Study material:
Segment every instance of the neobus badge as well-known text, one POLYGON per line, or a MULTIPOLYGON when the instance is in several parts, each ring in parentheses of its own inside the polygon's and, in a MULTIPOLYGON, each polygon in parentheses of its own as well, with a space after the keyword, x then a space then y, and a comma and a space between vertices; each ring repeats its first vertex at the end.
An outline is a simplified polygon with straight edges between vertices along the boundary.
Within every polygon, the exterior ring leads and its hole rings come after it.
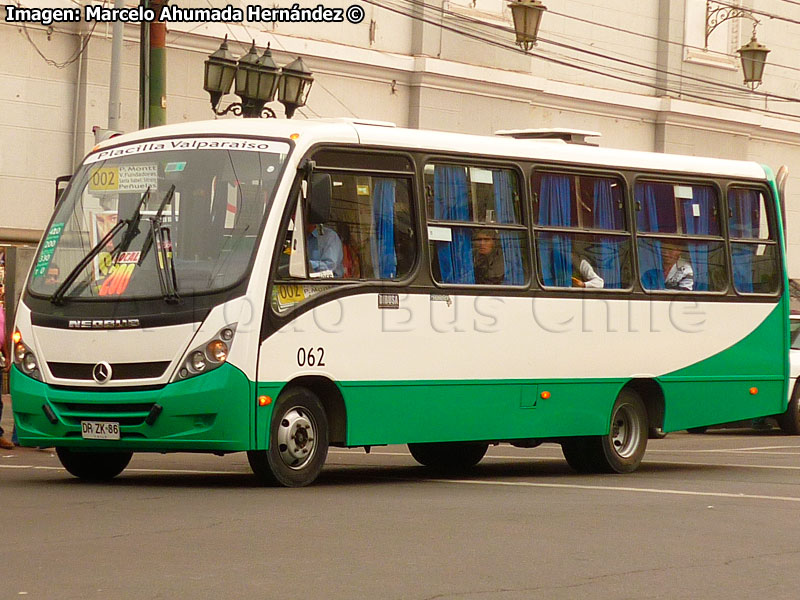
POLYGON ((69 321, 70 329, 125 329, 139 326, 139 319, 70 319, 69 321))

...

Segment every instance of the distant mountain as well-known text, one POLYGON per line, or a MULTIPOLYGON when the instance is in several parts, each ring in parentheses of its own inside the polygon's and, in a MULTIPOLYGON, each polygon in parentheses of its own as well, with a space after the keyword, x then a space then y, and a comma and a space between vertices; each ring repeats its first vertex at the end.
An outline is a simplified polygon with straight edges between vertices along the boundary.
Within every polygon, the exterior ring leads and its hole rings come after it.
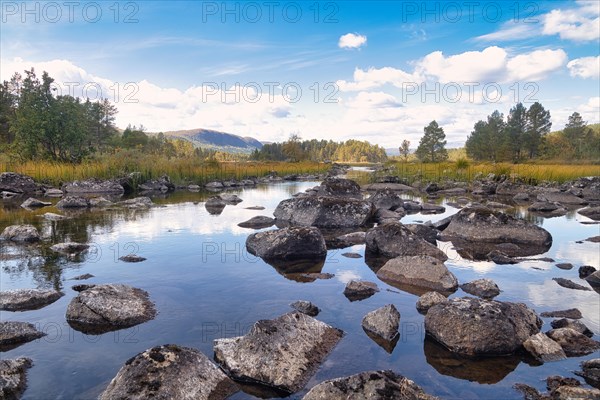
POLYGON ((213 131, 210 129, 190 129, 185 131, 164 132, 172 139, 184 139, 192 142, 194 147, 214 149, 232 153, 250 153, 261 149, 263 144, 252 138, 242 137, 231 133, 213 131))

Problem to solve: Write the number of data lines with "parts", nothing else.

Reply to the exercise: 2